Extrait source
<<<<

C’est du 22 au 24 octobre dernier qu’a eu lieu dans la station balnéaire de Sotchi, le Sommet Russie-Afrique co-présidé par Vladimir Poutine et Abdelfattah Al Sissi, président de l’Union africaine. Les 54 Etats africains étaient représentés, dont 47 chefs d’Etat et de gouvernement. Il s’agit du premier Sommet Russie-Afrique depuis la chute de l’URSS en 1991.
Le Sommet, qui doit se répéter tous les trois ans, est d’autant plus important que Moscou, après cinq années de sanctions économiques occidentales, a un besoin crucial de partenaires et de débouchés pour conjurer sa croissance atone.
Dans un contexte de tensions exacerbées avec les pays occidentaux, il est aussi l’occasion pour Moscou, après son grand retour au Moyen-Orient à la faveur de ses succès syriens, de montrer qu’elle est une puissance d’influence mondiale.

>>>>

Données à utiliser
<<<<

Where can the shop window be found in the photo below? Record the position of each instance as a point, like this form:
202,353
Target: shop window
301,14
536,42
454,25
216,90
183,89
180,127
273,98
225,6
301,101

>>>>

Objectif 1
Dans l'extrait sur le Sommet Russie-Afrique, remplacez "station balnéaire" par "ville côtière", puis recopiez le passage compris entre "C’est du 22" et "l’URSS en 1991.", bornes incluses.
Objectif 2
Décalez les coordonnées des points donnés en réponse dans tous les enregistrements en ajoutant 52 à chacune, puis recopiez ces enregistrements en entier, consignes comprises.

Résultat attendu 1
C’est du 22 au 24 octobre dernier qu’a eu lieu dans la ville côtière de Sotchi, le Sommet Russie-Afrique co-présidé par Vladimir Poutine et Abdelfattah Al Sissi, président de l’Union africaine. Les 54 Etats africains étaient représentés, dont 47 chefs d’Etat et de gouvernement. Il s’agit du premier Sommet Russie-Afrique depuis la chute de l’URSS en 1991.

Résultat attendu 2
Where can the shop window be found in the photo below? Record the position of each instance as a point, like this form:
202,353
Target: shop window
353,66
588,94
506,77
268,142
235,141
232,179
325,150
277,58
353,153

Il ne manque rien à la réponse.